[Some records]
• • • •

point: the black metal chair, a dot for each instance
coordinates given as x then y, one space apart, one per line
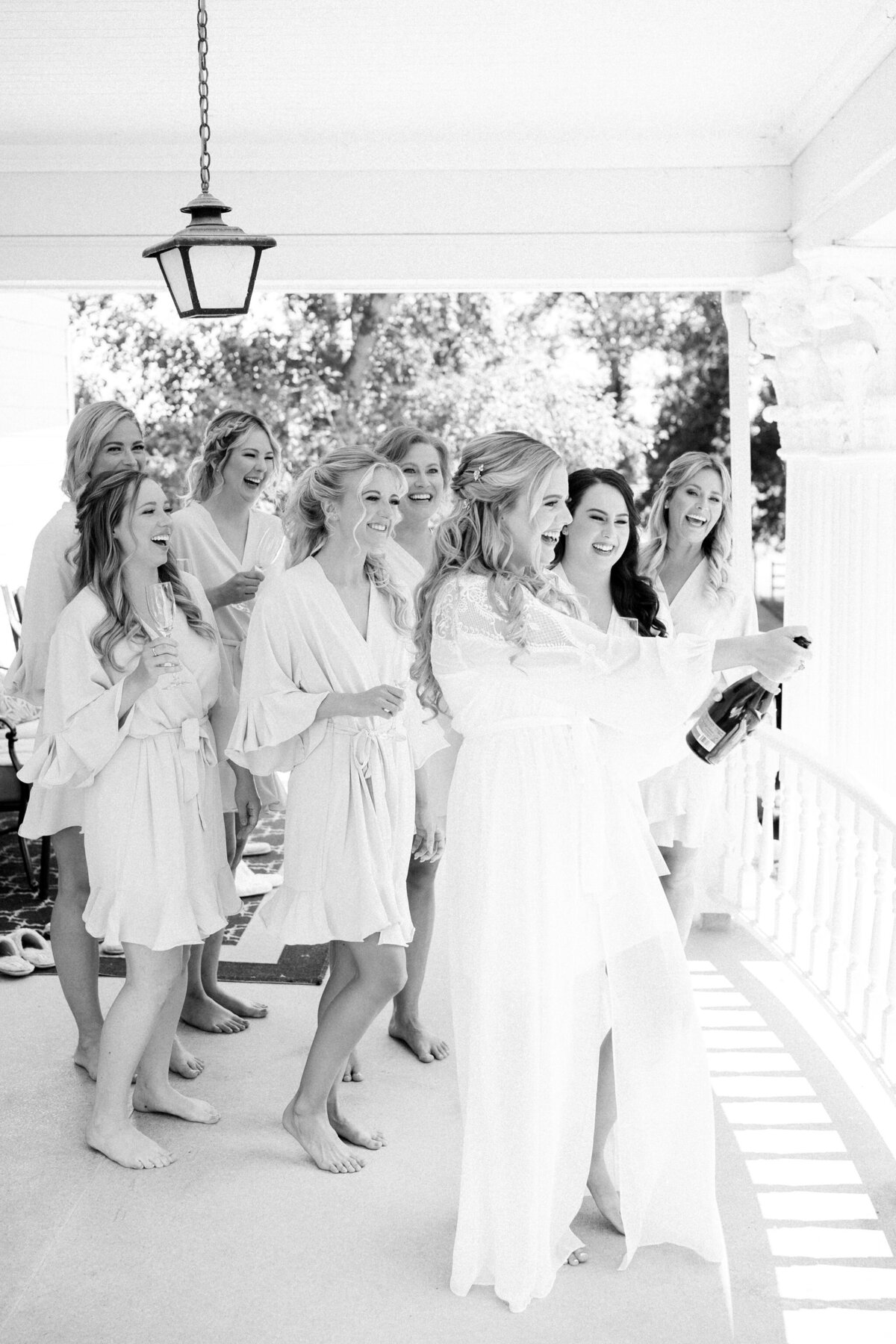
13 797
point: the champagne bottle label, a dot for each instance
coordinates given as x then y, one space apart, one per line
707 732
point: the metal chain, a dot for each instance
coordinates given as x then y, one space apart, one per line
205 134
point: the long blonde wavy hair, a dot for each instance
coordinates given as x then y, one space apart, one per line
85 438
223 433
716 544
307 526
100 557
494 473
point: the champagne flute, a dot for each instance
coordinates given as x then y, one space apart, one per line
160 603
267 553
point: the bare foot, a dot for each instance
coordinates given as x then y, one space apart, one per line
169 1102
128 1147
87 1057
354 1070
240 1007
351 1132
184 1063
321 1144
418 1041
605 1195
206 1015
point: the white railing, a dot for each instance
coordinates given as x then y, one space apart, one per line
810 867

• • • •

## Exercise task
Output all the lines above as a numbered list, skipping any blank lines and leaving out the pictures.

## Exercise solution
1. point: the black metal chair, a dot for each instance
2. coordinates given as x then y, one space apart, one per line
3. 13 797
4. point: the champagne bottle label, a dot for each instance
5. coordinates given as x then y, one space apart, one per line
6. 707 732
7. point: the metal chain, a dot for each instance
8. coordinates given as x then y, one space apart, one per line
9. 205 134
10. point: the long blonde wavy hair, a dot for each instance
11. coordinates given as x then y, one space apart, one per line
12. 85 438
13. 223 433
14. 716 544
15. 307 526
16. 100 557
17. 494 473
18. point: the champagne flute, a dot for each instance
19. coordinates given as x then y, one space apart, one per line
20. 160 603
21. 267 553
22. point: the bare foot, a dot for each instance
23. coordinates given as x then y, one space apart, one per line
24. 169 1102
25. 128 1147
26. 87 1057
27. 354 1070
28. 240 1007
29. 351 1132
30. 184 1063
31. 321 1144
32. 418 1041
33. 605 1195
34. 206 1015
35. point: the white railing, a dot for each instance
36. coordinates given as x then y, one space apart, one per line
37. 810 867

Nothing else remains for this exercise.